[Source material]
>>>

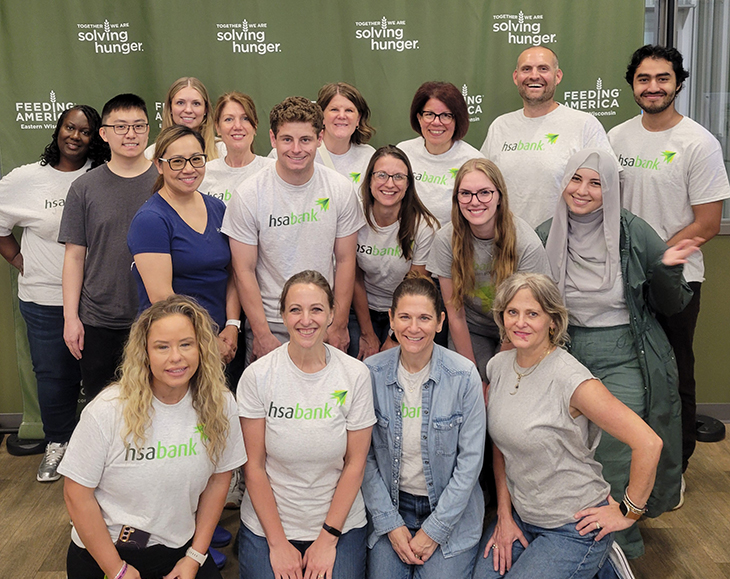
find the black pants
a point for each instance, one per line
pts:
(102, 354)
(152, 563)
(680, 330)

<<<

__INSTRUCTIONS FOR THE TASK__
Copy the material above line for line, without changing anything, and leave the pictures out of your copy.

__FINISHED TASK__
find the black pants
a point for each instance, one per line
pts:
(102, 354)
(152, 563)
(680, 330)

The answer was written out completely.